## DOCUMENT TEXT
____________

There is no longer, for example, a single British-owned company manufacturing typewriters. Not a single coin mechanism of any significance is made in Britain, although the market for such machines has been expanding worldwide by about 20 per cent a year. British industry in general has been slow to adopt new materials and methods that cut costs and speed up production time. In an effort to help private industry reform and strengthen management practices, the Labor government has set up an Industrial Reorganization Corporation financed by public money.

Some social commentators are unsparing in their attacks on Britain's industrial backwardness, which they trace to the fact that for centuries a landed gentry controlled the nation's destinies. “All through the nineteenth century and into the twentieth, industry was fairly contemptible,” wrote David Frost and Antony Jay. “It was not even called industry. Most of the time it was referred to, slightingly, as ‘trade.’ Gentlemen had better things to do.” 15 When it became clear after World War II that Britain's well-being depended more on industry than on landowners, there was a huge talent vacuum.

British industry is criticized for its shortcomings in management training and for its lack of adequate capital investment for expanded plant and equipment. Nearly 3,000 pit ponies still are used in British mines; no ponies have been used in American mines for 40 years, and none are now employed in the mines of the European Common Market countries. While Britain's total stock of factories, offices and machinery has grown by only about 4 per cent annually in recent years, West Germany's has grown by nearly 7 per cent and France's by 6 per cent.

Controversy Over American Investment in Britain

Nevertheless, management of British industry has been improving, and some of the force behind the improvement is the example and the competition afforded by American companies operating in the United Kingdom. Modern management techniques rate high on the list of reasons why American investment is welcomed; another is the willingness of American companies to build new plants in regions like the Northeast of England, or in Scotland, where unemployment is a chronic problem. U.S. investment also helps to reduce Britain's worrisome import bill, at least in the short run. If American companies build factories, instead of sending in finished products, Britain saves foreign currency.

A bitter side of the investment picture is the fact that more and more of Britain's key industries may be dominated by Chicago or Detroit. With investments in Britain worth $5.3 billion, America's influence is inescapable. Anthony Bambridge of The Observer wrote on July 21, 1968: “The question is not whether Britain will eventually become the 51st State of America, but whether it already is.” International Business Machines alone has just under 30 per cent of the British computer market, and three other American computer companies operate factories there. Almost 60 per cent of the British car industry's output is accounted for by General Motors-Vauxhall, Chrysler-Rootes, and Ford. Of the top 10 companies supplying the National Health Service with drugs, six are American. Kodak has captured 70 per cent of the color-film market; Gillette claims more than one-half of the stainless steel razor-blade market.

____________

## MATERIALS PROVIDED
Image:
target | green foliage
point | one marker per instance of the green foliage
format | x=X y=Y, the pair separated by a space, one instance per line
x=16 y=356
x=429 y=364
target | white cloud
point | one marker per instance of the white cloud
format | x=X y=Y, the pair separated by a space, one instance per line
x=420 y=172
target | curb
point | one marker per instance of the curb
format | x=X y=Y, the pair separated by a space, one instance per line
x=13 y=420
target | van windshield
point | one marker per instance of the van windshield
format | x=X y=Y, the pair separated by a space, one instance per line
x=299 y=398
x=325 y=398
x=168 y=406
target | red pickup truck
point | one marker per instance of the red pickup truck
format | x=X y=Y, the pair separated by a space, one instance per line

____________

## REQUIRED ACTIONS
1. Name every person mentioned in the passage on British industry.
2. Output each line of the listing that follows the passage as an item in a numbered list, omitting any blank lines.

## OUTPUTS IN ORDER
1.
David Frost
Antony Jay
Anthony Bambridge

2.
1. Image:
2. target | green foliage
3. point | one marker per instance of the green foliage
4. format | x=X y=Y, the pair separated by a space, one instance per line
5. x=16 y=356
6. x=429 y=364
7. target | white cloud
8. point | one marker per instance of the white cloud
9. format | x=X y=Y, the pair separated by a space, one instance per line
10. x=420 y=172
11. target | curb
12. point | one marker per instance of the curb
13. format | x=X y=Y, the pair separated by a space, one instance per line
14. x=13 y=420
15. target | van windshield
16. point | one marker per instance of the van windshield
17. format | x=X y=Y, the pair separated by a space, one instance per line
18. x=299 y=398
19. x=325 y=398
20. x=168 y=406
21. target | red pickup truck
22. point | one marker per instance of the red pickup truck
23. format | x=X y=Y, the pair separated by a space, one instance per line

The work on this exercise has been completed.